#### [Written instruction]
Reproduce every item below as a numbered list, omitting blank lines and any pictures.

#### [Raw records]
..............................

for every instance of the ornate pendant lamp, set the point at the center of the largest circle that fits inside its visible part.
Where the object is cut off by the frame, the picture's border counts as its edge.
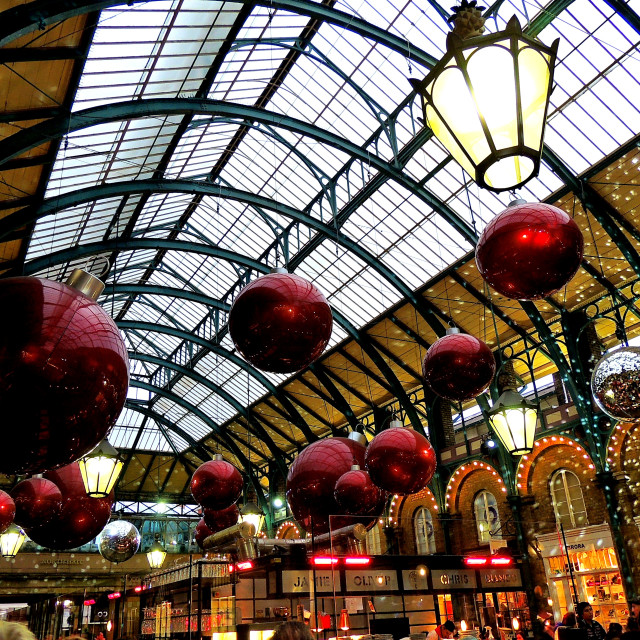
(486, 100)
(513, 420)
(100, 470)
(11, 541)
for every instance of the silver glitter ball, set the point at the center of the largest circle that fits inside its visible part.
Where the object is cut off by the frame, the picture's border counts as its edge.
(615, 384)
(118, 541)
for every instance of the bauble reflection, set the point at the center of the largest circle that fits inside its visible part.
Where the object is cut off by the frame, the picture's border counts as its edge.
(118, 541)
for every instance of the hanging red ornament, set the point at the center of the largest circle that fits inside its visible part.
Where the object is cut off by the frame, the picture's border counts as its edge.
(216, 484)
(357, 495)
(38, 500)
(400, 460)
(221, 519)
(80, 519)
(280, 322)
(458, 366)
(530, 250)
(64, 374)
(202, 531)
(7, 511)
(312, 479)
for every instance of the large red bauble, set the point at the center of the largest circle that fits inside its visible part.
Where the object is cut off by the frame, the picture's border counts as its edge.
(312, 479)
(216, 484)
(7, 510)
(530, 251)
(64, 374)
(38, 500)
(356, 494)
(202, 531)
(400, 460)
(219, 520)
(280, 322)
(458, 367)
(80, 519)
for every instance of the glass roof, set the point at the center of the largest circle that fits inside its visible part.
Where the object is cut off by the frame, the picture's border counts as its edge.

..............................

#### [Complete response]
1. for every instance of the ornate pendant lamp, set the point at the center of the largest circle that fits inside its visible part.
2. Where the object is cut off by the frame, the picture's border counts as its edge.
3. (486, 100)
4. (513, 420)
5. (100, 470)
6. (11, 541)
7. for every instance of the silver glitter ball, set the point at the center of the largest circle that fits inside its visible part.
8. Where the object is cut off by the frame, the picture's border counts as its edge.
9. (615, 384)
10. (118, 541)
11. for every instance of the bauble reflection, set the point at the center of the largest circle that fits inside its visible part.
12. Where the object is cut off by the frame, the picture's border counts as its edge.
13. (118, 541)
14. for every instance of the hanging red ornament, set the point at the center of the largest circle that fits inside its visible part.
15. Where the object is cut off by the frame, the picture's border counts as its edge.
16. (216, 484)
17. (357, 495)
18. (38, 500)
19. (400, 460)
20. (221, 519)
21. (80, 519)
22. (280, 322)
23. (458, 366)
24. (530, 250)
25. (64, 374)
26. (202, 531)
27. (7, 511)
28. (312, 479)
29. for every instance of the large red bauble, set the point at the center of the largest circle that fits inside its visible part.
30. Where the object is cut off by the frame, the picture's border counts as its edge.
31. (312, 479)
32. (216, 484)
33. (7, 510)
34. (530, 251)
35. (64, 374)
36. (38, 500)
37. (356, 494)
38. (202, 531)
39. (400, 460)
40. (219, 520)
41. (280, 322)
42. (458, 367)
43. (80, 519)
44. for every instance of the glass roof, set the point at the center of the largest circle that fits inside its visible part.
45. Where the object is cut off by the frame, the picture's border counts as its edge.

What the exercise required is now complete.